## THE TASK
Every line of the data below should be retyped exactly.

**** RECORD EXTRACTS ****

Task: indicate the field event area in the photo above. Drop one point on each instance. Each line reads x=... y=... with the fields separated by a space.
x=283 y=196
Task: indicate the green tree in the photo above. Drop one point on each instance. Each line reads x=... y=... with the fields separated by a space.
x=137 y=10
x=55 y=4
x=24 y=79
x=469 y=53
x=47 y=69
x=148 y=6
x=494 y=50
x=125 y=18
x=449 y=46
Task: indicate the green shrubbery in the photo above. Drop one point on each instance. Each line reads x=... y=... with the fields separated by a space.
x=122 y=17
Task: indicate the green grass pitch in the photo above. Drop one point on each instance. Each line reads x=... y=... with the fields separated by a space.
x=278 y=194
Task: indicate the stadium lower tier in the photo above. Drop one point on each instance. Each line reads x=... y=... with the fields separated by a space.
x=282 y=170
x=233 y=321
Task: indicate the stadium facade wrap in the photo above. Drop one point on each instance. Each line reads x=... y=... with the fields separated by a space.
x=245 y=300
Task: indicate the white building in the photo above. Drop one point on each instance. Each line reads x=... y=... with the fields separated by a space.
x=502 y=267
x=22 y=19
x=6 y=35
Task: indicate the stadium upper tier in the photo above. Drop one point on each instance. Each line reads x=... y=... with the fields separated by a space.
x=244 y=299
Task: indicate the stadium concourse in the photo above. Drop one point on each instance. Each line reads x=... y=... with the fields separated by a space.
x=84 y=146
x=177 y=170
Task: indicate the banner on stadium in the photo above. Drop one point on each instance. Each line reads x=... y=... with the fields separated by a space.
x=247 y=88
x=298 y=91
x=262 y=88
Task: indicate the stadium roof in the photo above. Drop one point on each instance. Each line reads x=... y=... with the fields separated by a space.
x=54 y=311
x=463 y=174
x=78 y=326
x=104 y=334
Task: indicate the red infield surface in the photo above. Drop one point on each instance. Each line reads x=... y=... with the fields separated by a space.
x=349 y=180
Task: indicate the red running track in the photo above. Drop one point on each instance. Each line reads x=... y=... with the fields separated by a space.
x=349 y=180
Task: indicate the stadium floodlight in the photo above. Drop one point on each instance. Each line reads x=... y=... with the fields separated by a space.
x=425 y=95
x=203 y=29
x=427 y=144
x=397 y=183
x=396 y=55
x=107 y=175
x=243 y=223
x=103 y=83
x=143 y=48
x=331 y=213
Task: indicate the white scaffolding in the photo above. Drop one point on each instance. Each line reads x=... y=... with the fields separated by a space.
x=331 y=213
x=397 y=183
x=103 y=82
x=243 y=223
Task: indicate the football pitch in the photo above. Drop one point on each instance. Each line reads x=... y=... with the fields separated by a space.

****

## RESPONSE TO THIS TASK
Task: indicate the field event area in the photo above. Drop one point on each instance. Each line reads x=... y=... with the fields separated by a space.
x=283 y=196
Task: indicate the green tree in the photo above. Drop one point on each instance. Each line reads x=... y=... with the fields separated by a space.
x=137 y=10
x=55 y=4
x=24 y=79
x=469 y=53
x=47 y=69
x=148 y=6
x=494 y=50
x=125 y=18
x=449 y=46
Task: indicate the green shrubbery in the photo above. Drop one point on each instance. Each line reads x=... y=... with the fields separated by a space.
x=122 y=17
Task: indicate the green grass pitch in the photo above. Drop one point on each instance. Each line reads x=... y=... with the fields separated by a space.
x=278 y=194
Task: indicate the stadium lower tier in the photo above. Drop one point on each instance. Each line reads x=... y=... with the fields separated by a space.
x=282 y=170
x=233 y=321
Task: indicate the stadium facade wrap in the photo above. Drop one point on each instance. Each line reads x=... y=... with the fields separated by a space.
x=245 y=300
Task: indicate the white building in the photo above. Drop one point on each instance. Each line reads x=... y=... with the fields separated by a space.
x=502 y=267
x=22 y=19
x=6 y=35
Task: indicate the stadium upper tier in the photo above. Drop one point on each instance. Each line reads x=... y=... with the fields separated by a space.
x=244 y=299
Task: indicate the stadium concourse in the photo above. Drop one point on each instance. Each line reads x=... y=... with the fields separated by a space.
x=84 y=146
x=177 y=170
Task: indicate the banner on stadium in the photo above. Drop one point on each instance. Each line reads x=... y=... with the fields separated by a space.
x=247 y=88
x=298 y=91
x=262 y=88
Task: indicate the stadium roof in the photo above. Drop one point on each instance. Each line reads x=... y=... with the fields separated by a space.
x=54 y=311
x=463 y=174
x=78 y=326
x=104 y=334
Task: indicate the red infield surface in the photo above. Drop one point on each instance. Each line reads x=... y=... with the fields separated by a space.
x=349 y=180
Task: indicate the red running track in the photo above. Drop one point on each instance. Each line reads x=... y=... with the fields separated by a space.
x=349 y=180
Task: indicate the stadium floodlight in the photo above. Drop one point on each instance. Each line reads x=... y=... with the fields separated by a space.
x=425 y=95
x=203 y=29
x=427 y=144
x=397 y=183
x=396 y=55
x=107 y=175
x=243 y=223
x=103 y=83
x=143 y=48
x=331 y=213
Task: indicate the white scaffolding in the photo above. Drop one point on each instance. Each line reads x=... y=... with the fields separated by a space.
x=331 y=213
x=397 y=183
x=103 y=82
x=243 y=223
Task: indicate the football pitch in the photo above. Drop one point on each instance. Each line reads x=... y=... with the fields separated by a space.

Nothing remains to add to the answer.